-- START DATA LISTING --

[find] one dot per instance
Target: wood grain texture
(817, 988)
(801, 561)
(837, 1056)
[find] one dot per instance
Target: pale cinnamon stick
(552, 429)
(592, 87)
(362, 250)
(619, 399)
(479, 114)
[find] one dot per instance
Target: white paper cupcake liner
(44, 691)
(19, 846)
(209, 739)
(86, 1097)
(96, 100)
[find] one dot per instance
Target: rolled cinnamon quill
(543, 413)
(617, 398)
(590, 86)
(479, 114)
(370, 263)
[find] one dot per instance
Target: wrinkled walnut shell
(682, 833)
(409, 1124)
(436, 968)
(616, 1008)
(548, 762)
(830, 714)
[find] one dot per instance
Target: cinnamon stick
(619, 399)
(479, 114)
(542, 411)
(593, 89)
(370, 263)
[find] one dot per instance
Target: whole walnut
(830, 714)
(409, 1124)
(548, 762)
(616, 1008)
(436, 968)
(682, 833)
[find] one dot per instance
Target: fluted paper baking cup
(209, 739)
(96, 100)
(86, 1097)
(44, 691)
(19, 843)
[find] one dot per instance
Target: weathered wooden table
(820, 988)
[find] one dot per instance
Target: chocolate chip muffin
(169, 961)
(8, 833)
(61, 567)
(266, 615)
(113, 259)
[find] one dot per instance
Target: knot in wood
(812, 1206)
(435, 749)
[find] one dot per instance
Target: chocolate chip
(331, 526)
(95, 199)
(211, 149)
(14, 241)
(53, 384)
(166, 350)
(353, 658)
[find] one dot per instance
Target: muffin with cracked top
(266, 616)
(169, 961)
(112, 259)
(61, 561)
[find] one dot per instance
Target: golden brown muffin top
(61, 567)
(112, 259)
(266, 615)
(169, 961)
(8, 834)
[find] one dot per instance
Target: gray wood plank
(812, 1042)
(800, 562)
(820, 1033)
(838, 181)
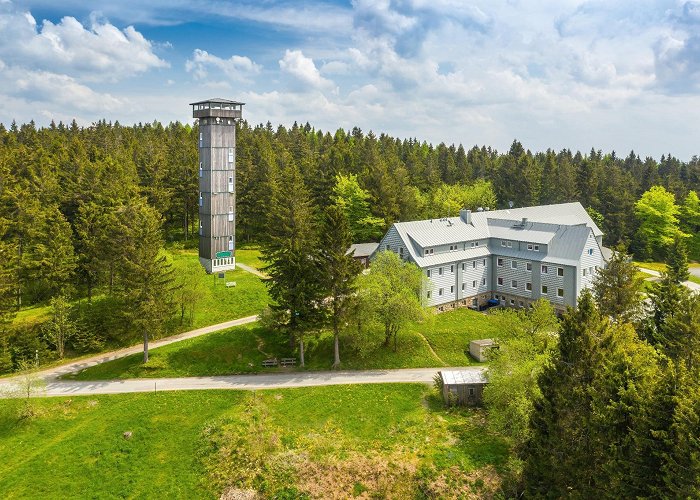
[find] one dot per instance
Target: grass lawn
(218, 303)
(385, 440)
(242, 349)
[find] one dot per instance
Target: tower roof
(216, 100)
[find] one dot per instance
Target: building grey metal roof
(456, 377)
(216, 100)
(362, 249)
(564, 228)
(561, 213)
(450, 257)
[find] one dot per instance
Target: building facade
(515, 256)
(217, 182)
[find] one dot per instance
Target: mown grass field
(661, 267)
(385, 440)
(218, 303)
(242, 350)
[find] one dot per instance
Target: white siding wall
(474, 271)
(588, 262)
(521, 275)
(553, 282)
(393, 241)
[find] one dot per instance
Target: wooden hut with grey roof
(217, 182)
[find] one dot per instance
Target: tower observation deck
(217, 182)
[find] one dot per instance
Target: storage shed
(462, 387)
(362, 252)
(479, 349)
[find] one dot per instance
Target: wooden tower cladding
(217, 182)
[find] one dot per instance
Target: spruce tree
(291, 251)
(617, 288)
(339, 270)
(146, 281)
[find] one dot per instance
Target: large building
(513, 256)
(217, 182)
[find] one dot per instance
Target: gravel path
(244, 382)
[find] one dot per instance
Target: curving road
(244, 382)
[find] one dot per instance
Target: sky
(617, 75)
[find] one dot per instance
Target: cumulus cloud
(238, 68)
(303, 69)
(99, 52)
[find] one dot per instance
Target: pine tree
(146, 281)
(617, 288)
(339, 270)
(291, 252)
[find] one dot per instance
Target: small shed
(462, 387)
(363, 251)
(479, 349)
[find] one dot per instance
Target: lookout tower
(217, 182)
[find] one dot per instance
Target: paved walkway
(656, 274)
(50, 374)
(251, 270)
(244, 382)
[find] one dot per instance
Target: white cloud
(303, 69)
(101, 52)
(237, 68)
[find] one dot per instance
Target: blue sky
(622, 75)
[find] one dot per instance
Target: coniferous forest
(75, 200)
(607, 407)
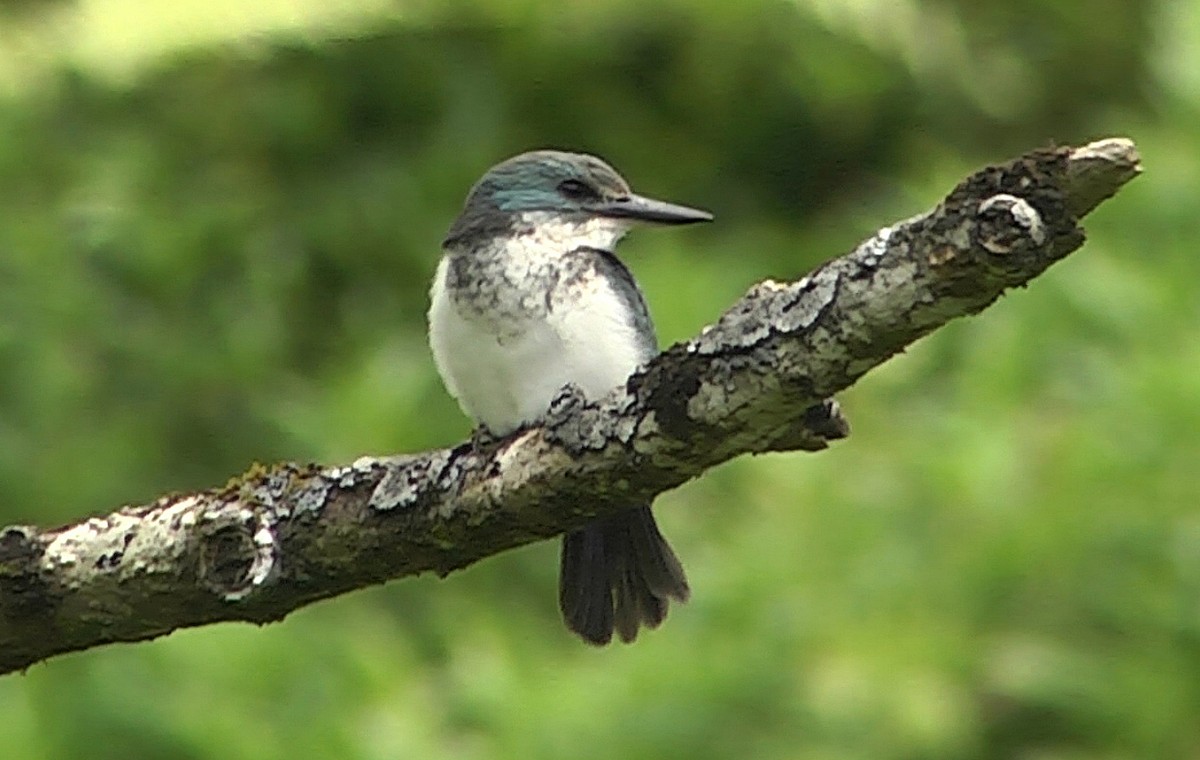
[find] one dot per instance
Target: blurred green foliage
(215, 249)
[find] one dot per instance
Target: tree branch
(280, 537)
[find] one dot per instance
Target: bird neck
(543, 237)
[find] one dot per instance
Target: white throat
(552, 231)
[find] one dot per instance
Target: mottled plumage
(528, 298)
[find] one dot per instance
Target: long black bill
(649, 210)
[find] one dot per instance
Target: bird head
(552, 187)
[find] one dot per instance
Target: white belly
(505, 376)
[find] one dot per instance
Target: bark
(280, 537)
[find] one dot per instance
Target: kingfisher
(529, 298)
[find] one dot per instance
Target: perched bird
(528, 298)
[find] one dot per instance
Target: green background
(217, 223)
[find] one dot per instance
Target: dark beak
(649, 210)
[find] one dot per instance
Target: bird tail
(618, 574)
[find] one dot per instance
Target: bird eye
(576, 190)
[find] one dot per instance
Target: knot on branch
(1009, 225)
(238, 552)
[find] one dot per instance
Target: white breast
(505, 375)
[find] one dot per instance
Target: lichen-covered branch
(280, 537)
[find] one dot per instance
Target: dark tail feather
(618, 573)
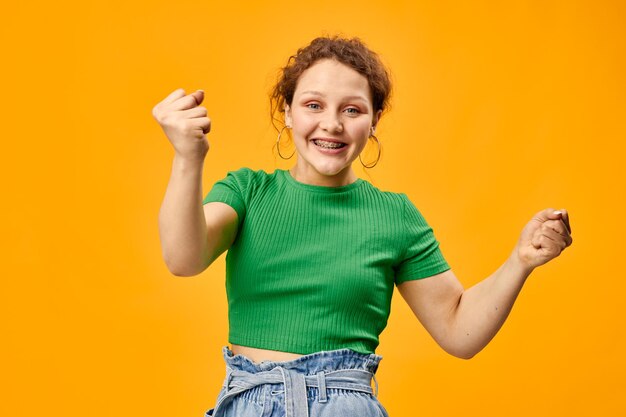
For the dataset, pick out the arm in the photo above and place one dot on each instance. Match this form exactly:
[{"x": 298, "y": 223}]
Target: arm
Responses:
[
  {"x": 192, "y": 236},
  {"x": 462, "y": 321}
]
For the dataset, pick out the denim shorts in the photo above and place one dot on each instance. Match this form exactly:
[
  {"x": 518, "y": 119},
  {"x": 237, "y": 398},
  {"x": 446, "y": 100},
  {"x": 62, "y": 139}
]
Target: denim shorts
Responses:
[{"x": 335, "y": 383}]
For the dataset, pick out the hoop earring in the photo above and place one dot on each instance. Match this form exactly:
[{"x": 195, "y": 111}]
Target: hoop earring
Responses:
[
  {"x": 278, "y": 144},
  {"x": 377, "y": 158}
]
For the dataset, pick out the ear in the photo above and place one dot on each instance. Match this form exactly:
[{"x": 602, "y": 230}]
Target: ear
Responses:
[
  {"x": 288, "y": 119},
  {"x": 376, "y": 119}
]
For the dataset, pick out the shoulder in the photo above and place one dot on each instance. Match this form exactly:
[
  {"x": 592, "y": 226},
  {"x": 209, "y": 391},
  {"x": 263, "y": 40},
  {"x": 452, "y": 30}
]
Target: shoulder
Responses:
[
  {"x": 248, "y": 176},
  {"x": 393, "y": 200}
]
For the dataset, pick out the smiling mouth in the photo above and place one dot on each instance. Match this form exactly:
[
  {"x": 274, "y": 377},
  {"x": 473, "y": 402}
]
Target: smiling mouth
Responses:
[{"x": 326, "y": 144}]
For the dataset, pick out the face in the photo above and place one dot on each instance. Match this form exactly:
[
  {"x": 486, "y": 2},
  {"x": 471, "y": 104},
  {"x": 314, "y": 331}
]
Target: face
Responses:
[{"x": 332, "y": 117}]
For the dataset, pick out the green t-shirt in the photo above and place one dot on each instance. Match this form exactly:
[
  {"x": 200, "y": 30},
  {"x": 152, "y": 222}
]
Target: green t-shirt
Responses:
[{"x": 313, "y": 268}]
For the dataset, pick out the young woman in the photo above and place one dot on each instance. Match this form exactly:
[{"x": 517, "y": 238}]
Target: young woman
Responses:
[{"x": 314, "y": 252}]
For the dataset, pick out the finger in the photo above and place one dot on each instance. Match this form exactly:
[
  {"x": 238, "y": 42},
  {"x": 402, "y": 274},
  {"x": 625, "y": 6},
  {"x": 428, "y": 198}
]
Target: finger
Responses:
[
  {"x": 202, "y": 122},
  {"x": 195, "y": 112},
  {"x": 548, "y": 237},
  {"x": 173, "y": 96},
  {"x": 565, "y": 217},
  {"x": 546, "y": 244},
  {"x": 556, "y": 225},
  {"x": 547, "y": 214},
  {"x": 189, "y": 101}
]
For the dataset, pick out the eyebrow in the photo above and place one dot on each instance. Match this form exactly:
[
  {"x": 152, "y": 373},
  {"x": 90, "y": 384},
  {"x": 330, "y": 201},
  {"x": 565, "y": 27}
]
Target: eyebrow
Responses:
[{"x": 317, "y": 93}]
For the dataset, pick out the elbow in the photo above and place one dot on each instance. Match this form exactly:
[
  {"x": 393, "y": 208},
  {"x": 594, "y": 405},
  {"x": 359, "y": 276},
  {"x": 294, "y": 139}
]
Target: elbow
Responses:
[
  {"x": 184, "y": 269},
  {"x": 460, "y": 352}
]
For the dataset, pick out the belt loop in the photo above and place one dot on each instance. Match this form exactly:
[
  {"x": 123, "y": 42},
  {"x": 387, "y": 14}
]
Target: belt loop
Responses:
[
  {"x": 229, "y": 377},
  {"x": 296, "y": 403},
  {"x": 321, "y": 386},
  {"x": 376, "y": 383}
]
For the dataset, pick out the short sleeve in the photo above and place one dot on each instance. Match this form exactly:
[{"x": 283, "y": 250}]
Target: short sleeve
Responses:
[
  {"x": 422, "y": 257},
  {"x": 231, "y": 190}
]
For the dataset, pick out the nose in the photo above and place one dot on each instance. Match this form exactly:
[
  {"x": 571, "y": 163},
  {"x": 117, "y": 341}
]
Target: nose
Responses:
[{"x": 331, "y": 123}]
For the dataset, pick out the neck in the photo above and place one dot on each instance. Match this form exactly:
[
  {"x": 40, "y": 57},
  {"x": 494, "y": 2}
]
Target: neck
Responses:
[{"x": 312, "y": 177}]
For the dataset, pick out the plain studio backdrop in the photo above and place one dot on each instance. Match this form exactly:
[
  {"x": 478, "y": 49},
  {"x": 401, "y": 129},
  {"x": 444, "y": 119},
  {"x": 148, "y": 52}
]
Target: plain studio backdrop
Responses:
[{"x": 501, "y": 109}]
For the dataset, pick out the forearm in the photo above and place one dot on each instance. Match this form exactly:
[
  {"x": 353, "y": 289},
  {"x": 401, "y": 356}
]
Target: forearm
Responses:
[
  {"x": 182, "y": 225},
  {"x": 483, "y": 308}
]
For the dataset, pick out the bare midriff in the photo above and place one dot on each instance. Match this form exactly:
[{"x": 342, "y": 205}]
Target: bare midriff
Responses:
[{"x": 260, "y": 355}]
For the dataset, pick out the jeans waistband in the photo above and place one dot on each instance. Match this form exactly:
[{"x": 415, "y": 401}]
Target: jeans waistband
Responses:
[{"x": 296, "y": 382}]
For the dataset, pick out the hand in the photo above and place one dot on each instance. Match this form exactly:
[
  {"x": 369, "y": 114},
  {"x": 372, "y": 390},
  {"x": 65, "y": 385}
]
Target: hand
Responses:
[
  {"x": 185, "y": 123},
  {"x": 544, "y": 238}
]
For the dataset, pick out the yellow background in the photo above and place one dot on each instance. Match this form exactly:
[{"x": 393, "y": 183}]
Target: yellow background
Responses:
[{"x": 500, "y": 109}]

-- END DATA LISTING --

Beginning with the line that contains "For the dataset, pick out the jeans", quote each line exactly through the last line of the entries above, and nothing beyond them.

• **EXERCISE RESPONSE**
For the dataset, pick out the jeans waistband in the photo above and place one dot on each instance. Match this form exactly:
[{"x": 415, "y": 401}]
Target: jeans waistband
Responses:
[{"x": 296, "y": 382}]
For the dataset, pick out the hand in the photo above and place one dot on each instance. Match this form exactly:
[
  {"x": 369, "y": 114},
  {"x": 372, "y": 390},
  {"x": 65, "y": 385}
]
Target: hand
Responses:
[
  {"x": 185, "y": 123},
  {"x": 544, "y": 238}
]
For the dataset, pick out the yellow background in the photo above and place one dot on each instance. Match this form exactly:
[{"x": 393, "y": 183}]
Target: yellow background
Responses:
[{"x": 500, "y": 109}]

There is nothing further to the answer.